> [READING TEXT]

• • • • •

CptData wrote...
@ Lyrebon:
Well, she's sometimes a tough one.
I (successfully) tried to see the good side in the whole mess of Horizon & such: Ash keeps Shepard grounded. She's straight forward, blunt, brutally honest - and that's something an idealist Shepard (paragon) needs.
However, things look different if you play a more neutral or even renegadish Shepard - in that case, Ash doesn't work like that anymore.
Yeah.
And her religious beliefs - dunno. I'm an atheist and never felt it was "forced on me". Maybe it's experience - my fiancee is Christian.
While being blunt and honest is a good thing, Ash fails to empathise or even try to understand Shepard's reasoning. That's not giving fair warning or keeping someone's feet on the ground, that's just forcing your prejudices on someone and clobbering rationality in the head. It's like a prosecutor talking over the defendant when he's trying to explain their side of the story; nobody hears why the defendant is actually innocent.
If we are speaking about a Shepard who explicitly tells Ashley s/he's not working for Cerberus, Ash is still the mono-cognitive elitist who can't understand that being an Alliance soldier isn't the only thing saving lives. I could tolerate it if it wasn't in the context of Ash being so self-involved, narrow minded and completely unwilling to empathise with someone who's been through death, a coma, and strange awakenings.

• • • • •

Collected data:
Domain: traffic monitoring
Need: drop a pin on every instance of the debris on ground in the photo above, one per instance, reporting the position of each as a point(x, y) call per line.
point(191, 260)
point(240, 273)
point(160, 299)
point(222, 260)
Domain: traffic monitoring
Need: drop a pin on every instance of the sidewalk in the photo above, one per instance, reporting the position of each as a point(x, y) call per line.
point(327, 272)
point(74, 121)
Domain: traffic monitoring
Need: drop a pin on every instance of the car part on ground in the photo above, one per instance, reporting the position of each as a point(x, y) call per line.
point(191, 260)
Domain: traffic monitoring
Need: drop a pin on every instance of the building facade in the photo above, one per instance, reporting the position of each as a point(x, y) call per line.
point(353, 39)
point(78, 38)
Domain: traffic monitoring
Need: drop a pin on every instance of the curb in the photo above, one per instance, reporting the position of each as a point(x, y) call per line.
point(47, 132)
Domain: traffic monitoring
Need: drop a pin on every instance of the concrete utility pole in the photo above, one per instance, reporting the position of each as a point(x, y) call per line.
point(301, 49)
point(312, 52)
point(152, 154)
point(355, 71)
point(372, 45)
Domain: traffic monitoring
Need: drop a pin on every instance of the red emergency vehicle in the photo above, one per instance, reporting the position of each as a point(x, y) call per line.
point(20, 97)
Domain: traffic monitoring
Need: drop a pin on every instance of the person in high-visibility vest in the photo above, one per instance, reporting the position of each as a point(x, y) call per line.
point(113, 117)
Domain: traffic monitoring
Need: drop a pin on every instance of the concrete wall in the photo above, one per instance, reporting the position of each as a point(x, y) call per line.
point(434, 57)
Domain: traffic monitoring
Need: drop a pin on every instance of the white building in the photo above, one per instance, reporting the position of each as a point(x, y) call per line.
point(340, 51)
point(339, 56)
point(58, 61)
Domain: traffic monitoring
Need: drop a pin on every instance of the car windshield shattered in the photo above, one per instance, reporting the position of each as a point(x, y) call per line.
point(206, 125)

• • • • •

> [INSTRUCTIONS]
1. From the forum post about Ash, set down the passage starting with "And her religious" and going on through "is actually innocent.".
2. Answer these questions from the forum post about Ash.
(a) What religion is the fiancee who is mentioned?
(b) What kind of Shepard is said to need someone straightforward, blunt and brutally honest?
(c) What three things is Shepard said to have been through?
The collected data has no role here.

> [SOLUTIONS TO THE TASKS]
1.
And her religious beliefs - dunno. I'm an atheist and never felt it was "forced on me". Maybe it's experience - my fiancee is Christian.
While being blunt and honest is a good thing, Ash fails to empathise or even try to understand Shepard's reasoning. That's not giving fair warning or keeping someone's feet on the ground, that's just forcing your prejudices on someone and clobbering rationality in the head. It's like a prosecutor talking over the defendant when he's trying to explain their side of the story; nobody hears why the defendant is actually innocent.

2.
(a) Christian.
(b) An idealist Shepard (paragon).
(c) Death, a coma, and strange awakenings.